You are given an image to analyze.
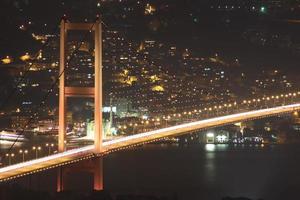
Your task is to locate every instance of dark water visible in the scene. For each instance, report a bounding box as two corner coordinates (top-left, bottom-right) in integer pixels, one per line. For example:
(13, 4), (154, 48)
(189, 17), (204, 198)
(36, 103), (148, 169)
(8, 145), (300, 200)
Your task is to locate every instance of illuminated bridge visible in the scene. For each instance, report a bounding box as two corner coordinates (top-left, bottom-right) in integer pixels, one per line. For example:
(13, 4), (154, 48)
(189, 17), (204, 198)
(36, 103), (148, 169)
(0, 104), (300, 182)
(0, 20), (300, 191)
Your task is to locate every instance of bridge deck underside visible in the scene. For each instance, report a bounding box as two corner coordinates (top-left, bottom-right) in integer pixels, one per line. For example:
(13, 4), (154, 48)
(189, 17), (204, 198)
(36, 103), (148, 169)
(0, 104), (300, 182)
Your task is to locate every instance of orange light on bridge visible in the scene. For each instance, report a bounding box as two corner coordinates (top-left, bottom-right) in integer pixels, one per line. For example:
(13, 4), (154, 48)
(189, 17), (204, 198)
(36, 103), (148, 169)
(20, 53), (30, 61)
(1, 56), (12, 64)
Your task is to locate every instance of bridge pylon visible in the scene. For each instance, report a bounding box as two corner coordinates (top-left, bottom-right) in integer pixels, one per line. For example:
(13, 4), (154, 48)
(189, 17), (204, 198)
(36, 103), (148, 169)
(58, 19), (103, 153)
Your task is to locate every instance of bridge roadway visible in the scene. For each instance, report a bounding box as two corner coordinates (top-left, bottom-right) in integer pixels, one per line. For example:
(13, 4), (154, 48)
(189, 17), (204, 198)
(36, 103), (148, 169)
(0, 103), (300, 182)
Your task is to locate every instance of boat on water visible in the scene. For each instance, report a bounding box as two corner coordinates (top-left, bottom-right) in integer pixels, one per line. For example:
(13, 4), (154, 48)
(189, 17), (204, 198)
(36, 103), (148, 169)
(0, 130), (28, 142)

TASK INSTRUCTIONS =
Reproduce the material verbatim from its first line through the line containing "(8, 145), (300, 200)", including both ends, and omit the picture.

RESPONSE TO THIS EXERCISE =
You are given an image to analyze.
Your task is to locate every instance of dark water visible in the scene. For each instance, report a bounding box as two corner coordinates (top-left, bottom-right) in integer pixels, one per line. For example:
(13, 4), (154, 48)
(189, 17), (204, 198)
(36, 103), (148, 169)
(8, 145), (300, 200)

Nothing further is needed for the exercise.